*Task:*
List every line in the records below that contains the string "background", treating uppercase and lowercase letters as different.

*Record set:*
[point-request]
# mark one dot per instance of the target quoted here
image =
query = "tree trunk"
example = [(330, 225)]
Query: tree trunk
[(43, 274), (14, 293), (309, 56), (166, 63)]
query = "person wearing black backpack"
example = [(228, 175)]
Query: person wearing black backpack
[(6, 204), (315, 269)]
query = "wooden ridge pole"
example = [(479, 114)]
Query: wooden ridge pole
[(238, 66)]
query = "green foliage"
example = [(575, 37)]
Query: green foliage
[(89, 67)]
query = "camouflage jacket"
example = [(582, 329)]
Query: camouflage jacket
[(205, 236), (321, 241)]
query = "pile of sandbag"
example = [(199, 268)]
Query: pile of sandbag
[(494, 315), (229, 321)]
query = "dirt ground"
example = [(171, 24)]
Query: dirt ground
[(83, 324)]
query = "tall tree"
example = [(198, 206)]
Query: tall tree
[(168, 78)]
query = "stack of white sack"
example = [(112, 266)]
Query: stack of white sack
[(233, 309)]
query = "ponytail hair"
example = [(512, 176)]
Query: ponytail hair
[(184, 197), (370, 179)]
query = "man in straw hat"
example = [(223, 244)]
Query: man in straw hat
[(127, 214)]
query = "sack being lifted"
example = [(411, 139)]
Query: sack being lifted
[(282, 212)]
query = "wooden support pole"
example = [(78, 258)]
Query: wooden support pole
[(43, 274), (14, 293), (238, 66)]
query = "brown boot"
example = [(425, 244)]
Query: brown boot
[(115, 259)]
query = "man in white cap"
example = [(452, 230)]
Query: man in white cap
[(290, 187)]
--
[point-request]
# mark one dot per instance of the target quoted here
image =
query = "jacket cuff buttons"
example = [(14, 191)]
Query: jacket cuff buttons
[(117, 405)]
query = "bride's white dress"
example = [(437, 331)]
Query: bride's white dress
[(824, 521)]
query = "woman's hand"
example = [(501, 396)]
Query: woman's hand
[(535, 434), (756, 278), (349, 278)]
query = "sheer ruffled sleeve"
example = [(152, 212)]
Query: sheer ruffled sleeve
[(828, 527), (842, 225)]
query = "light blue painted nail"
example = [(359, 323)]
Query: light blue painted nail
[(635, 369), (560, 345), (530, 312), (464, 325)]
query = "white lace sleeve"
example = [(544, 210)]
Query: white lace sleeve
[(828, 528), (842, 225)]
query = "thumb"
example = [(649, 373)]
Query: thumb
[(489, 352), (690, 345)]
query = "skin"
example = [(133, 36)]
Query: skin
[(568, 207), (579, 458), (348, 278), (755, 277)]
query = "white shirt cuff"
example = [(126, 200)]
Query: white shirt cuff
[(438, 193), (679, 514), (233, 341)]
...
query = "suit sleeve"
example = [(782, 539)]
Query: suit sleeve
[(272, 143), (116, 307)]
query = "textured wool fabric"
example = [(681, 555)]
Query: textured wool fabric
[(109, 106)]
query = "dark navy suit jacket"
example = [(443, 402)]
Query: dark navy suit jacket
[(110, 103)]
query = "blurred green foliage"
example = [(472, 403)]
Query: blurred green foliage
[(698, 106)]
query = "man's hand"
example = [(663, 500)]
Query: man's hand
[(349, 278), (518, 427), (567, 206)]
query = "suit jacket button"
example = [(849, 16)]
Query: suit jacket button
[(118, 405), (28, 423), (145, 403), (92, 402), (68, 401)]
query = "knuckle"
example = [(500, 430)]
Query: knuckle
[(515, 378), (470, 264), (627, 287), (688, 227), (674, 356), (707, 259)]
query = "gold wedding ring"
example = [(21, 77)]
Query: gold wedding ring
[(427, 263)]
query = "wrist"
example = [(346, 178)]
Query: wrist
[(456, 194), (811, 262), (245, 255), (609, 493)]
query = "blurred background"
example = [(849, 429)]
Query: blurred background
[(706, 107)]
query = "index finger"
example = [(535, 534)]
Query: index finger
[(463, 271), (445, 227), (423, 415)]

*Correct response:*
query = "blurred background"
Query: blurred background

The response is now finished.